[Document excerpt]:
-- start --

Few political consultants have had a client fail quite as spectacularly as Paul Manafort's did in Ukraine in the winter of 2014.

President Viktor F. Yanukovych, who owed his election to, as an American diplomat put it, an ''extreme makeover'' that Mr. Manafort oversaw, bolted the country in the face of violent street protests. He found sanctuary in Russia and never returned, as his patron, President Vladimir V. Putin, proceeded to dismember Ukraine, annexing Crimea and fomenting a war in two other provinces that continues.

Mr. Manafort was undaunted.

Within months of his client's political demise, he went to work seeking to bring the former president's disgraced party back to power, much as he had with Mr. Yanukovych nearly a decade earlier. Mr. Manafort has already had some success, with former Yanukovych loyalists - and some Communists - forming a new bloc opposing Ukraine's struggling pro-Western government.

And now Mr. Manafort has taken on a much larger campaign, seeking to turn Donald J. Trump into a winning presidential candidate.

With Mr. Putin's Russia becoming a focus of the United States presidential campaign, Mr. Manafort's work in Ukraine has come under scrutiny - along with his business dealings with prominent Ukrainian and Russian tycoons.

After disclosures of a breach of the Democratic National Committee's emails - which American intelligence officials have linked to Russian spies - Mr. Manafort and Mr. Trump are facing sharp criticism over what is seen as an unusually sympathetic view of Mr. Putin and his policies toward Ukraine. That view has upended decades of party orthodoxy toward Russia, a country that the previous Republican presidential nominee, Mitt Romney, called ''our No.1 geopolitical foe.''

On Sunday, Mr. Trump even echoed Mr. Putin's justification of the annexation of Crimea, saying the majority of people in the region wanted to be part of Russia, remarks that were prominently featured on state news channels in Moscow.

It is far from certain that Mr. Manafort's views have directly shaped Mr. Trump's, since Mr. Trump spoke favorably of Mr. Putin's leadership before Mr. Manafort joined the campaign. But it is clear that the two have a shared view of Russia and of its neighbors like Ukraine - an affection, even - that, in Mr. Manafort's case, has been shaped by years of business dealings as much as by any policy or ideology.

-- end --

[Extracted data entries]:
-- start --

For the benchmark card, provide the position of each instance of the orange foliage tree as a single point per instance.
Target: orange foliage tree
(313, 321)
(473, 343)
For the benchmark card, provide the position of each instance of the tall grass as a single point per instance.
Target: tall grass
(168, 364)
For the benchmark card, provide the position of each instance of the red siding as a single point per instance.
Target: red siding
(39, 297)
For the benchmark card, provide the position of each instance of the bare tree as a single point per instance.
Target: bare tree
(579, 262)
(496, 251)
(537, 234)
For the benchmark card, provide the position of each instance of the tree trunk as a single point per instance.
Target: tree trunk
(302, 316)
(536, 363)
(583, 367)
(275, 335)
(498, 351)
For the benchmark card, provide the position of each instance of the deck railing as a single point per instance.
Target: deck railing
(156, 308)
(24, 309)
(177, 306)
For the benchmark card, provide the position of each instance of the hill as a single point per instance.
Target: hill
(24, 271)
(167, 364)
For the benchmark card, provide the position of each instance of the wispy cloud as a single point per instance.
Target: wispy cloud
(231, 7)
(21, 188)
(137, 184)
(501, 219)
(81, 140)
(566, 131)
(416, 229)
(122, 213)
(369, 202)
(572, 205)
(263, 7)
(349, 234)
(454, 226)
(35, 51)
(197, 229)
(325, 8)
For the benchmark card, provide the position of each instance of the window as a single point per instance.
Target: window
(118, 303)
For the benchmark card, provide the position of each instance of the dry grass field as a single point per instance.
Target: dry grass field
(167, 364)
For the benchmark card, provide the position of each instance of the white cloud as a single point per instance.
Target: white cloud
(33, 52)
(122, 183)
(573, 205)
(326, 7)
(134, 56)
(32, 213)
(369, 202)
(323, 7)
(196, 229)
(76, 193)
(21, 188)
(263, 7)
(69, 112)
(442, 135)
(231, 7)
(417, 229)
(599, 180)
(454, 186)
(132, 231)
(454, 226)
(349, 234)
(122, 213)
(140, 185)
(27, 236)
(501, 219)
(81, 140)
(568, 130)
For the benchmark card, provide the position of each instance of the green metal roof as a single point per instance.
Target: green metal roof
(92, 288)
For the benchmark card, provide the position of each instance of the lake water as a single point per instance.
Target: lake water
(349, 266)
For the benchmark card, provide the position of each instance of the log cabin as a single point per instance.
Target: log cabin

-- end --

[What is expected]: Condense the excerpt on Paul Manafort's work in Ukraine into two sentences.

[Exercise answer]: After his client Viktor Yanukovych fled Ukraine for Russia amid violent protests in 2014, Paul Manafort worked to bring the former president's party back to power and has now taken on Donald Trump's presidential campaign. His work in Ukraine and his business dealings with Ukrainian and Russian tycoons have come under scrutiny as he and Mr. Trump face criticism for an unusually sympathetic view of Mr. Putin, though it is uncertain whether Mr. Manafort shaped Mr. Trump's views.